AIM OF THE EXERCISE |
In the records, find each line where "pink" occurs, and copy it.

INPUT |
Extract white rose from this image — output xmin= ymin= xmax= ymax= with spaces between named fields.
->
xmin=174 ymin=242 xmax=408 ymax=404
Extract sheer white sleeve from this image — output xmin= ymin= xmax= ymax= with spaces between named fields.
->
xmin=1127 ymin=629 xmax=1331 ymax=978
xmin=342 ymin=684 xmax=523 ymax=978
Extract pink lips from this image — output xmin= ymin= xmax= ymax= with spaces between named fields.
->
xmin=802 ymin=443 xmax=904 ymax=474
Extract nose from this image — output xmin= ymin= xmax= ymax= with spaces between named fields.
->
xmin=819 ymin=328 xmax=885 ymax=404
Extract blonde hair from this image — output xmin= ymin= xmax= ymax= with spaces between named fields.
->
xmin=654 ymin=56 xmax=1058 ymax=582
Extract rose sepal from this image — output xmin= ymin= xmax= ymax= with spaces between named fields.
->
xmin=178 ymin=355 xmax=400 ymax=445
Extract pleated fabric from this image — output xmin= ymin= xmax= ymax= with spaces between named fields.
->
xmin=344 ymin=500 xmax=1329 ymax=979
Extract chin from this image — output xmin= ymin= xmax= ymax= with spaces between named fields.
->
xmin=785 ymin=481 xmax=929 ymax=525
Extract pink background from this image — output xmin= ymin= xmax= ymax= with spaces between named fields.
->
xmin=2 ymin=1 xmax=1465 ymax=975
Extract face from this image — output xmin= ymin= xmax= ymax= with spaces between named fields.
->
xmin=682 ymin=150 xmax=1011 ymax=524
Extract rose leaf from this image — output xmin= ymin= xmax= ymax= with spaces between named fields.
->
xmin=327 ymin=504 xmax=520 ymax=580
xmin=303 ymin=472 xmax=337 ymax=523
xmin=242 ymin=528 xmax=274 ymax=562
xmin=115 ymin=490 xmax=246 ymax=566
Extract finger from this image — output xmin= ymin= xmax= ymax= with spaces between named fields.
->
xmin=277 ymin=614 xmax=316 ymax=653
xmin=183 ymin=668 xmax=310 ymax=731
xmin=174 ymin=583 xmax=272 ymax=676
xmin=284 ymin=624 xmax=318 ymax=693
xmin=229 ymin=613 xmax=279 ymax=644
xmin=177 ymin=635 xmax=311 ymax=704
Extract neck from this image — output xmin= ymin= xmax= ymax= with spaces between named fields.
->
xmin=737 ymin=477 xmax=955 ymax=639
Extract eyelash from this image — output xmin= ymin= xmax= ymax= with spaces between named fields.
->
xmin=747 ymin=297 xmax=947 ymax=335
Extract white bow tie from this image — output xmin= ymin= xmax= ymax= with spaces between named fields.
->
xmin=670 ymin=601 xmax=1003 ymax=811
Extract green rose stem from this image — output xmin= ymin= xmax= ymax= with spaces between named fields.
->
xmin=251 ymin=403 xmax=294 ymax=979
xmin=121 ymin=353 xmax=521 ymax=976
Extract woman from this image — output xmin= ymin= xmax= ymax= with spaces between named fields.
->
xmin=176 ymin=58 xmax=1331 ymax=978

SOLUTION |
Extract pink lips from this image — output xmin= ymin= xmax= ymax= with spaces between named fields.
Extract pink background from this image — output xmin= ymin= xmax= ymax= with spaces between named fields.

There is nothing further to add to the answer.